- [QUOTED TEXT]:
┄┄┄┄┄┄┄┄┄┄

The Reed Herbarium database is currently housed at the TORCH Portal on Symbiota, which can be accessed here.

See below for herbarium news and ongoing projects!

Herbarium News

30 Oct 2017 by

The TTC Herbarium database is now available online! Click here to view the initial upload of 19,729 records:


It was a big day for the digitization efforts in the Herbarium! As recently as 2014, all of the records were stored on 3-inch floppy disks (the ones all the kids now only recognize as “The Save Icon”). In the following years, while the database was converted and meticulously checked, it was stored as a flat text file, ttc.csv. Although the record was backed up on github, it was not available for the wider community.

We are using the Symbiota online database as our management tool, which so far is working really well. It is easy to edit occurrences, and track changes to each entry. We were also able to use the geolocation script written by Dylan Schwilk to add georeference data to 60% of our specimens. Our regional data portal is through the Texas and Oklahoma Regional Consortium of Herbaria (TORCH), but users can access the full span of herbaria in North America via the specimen from any portal. A big thanks to Ed Gilbert for his help explaining how to get things set up!

┄┄┄┄┄┄┄┄┄┄

- [WHAT YOU WILL DO]:
**A)** In the herbarium news post, rewrite the passage between "30 Oct 2017" and "the wider community.", inclusive, replacing "floppy disks" with "diskettes".
**B)** According to the herbarium news post, how many records were in the initial upload of the TTC Herbarium database?

- [ENTRIES SHOWN]:
┄┄┄┄┄┄┄┄┄┄

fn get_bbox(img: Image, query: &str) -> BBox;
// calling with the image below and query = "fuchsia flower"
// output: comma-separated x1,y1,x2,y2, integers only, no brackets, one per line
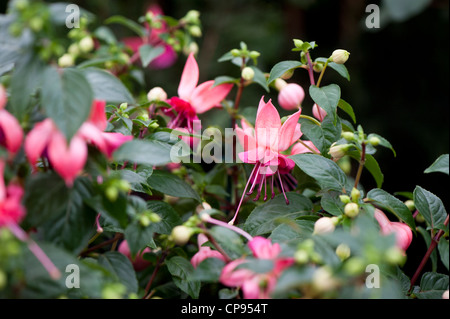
0,85,23,155
375,209,413,252
230,97,317,223
25,100,133,186
191,234,226,268
219,236,294,299
164,53,233,133
122,4,177,69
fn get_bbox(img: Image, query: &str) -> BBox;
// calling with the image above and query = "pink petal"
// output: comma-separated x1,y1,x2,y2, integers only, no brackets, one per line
190,80,233,114
255,100,281,147
48,131,87,187
88,100,108,131
278,110,302,152
0,109,23,154
248,236,281,259
178,53,199,101
25,118,55,167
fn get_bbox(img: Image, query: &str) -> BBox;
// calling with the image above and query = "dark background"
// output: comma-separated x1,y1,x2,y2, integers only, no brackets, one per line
1,0,450,275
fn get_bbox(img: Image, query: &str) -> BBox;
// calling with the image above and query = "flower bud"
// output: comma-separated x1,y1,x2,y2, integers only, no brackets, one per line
336,244,351,261
147,86,167,101
313,103,327,122
344,203,359,218
79,36,94,53
278,83,305,111
241,66,255,81
331,49,350,64
313,217,336,234
58,53,75,68
171,225,192,246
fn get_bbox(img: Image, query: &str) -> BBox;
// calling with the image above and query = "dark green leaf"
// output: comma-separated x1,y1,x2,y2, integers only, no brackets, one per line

┄┄┄┄┄┄┄┄┄┄

- [RESPONSES PER TASK]:
**A)**
30 Oct 2017 by

The TTC Herbarium database is now available online! Click here to view the initial upload of 19,729 records:


It was a big day for the digitization efforts in the Herbarium! As recently as 2014, all of the records were stored on 3-inch diskettes (the ones all the kids now only recognize as “The Save Icon”). In the following years, while the database was converted and meticulously checked, it was stored as a flat text file, ttc.csv. Although the record was backed up on github, it was not available for the wider community.

**B)** 19,729 records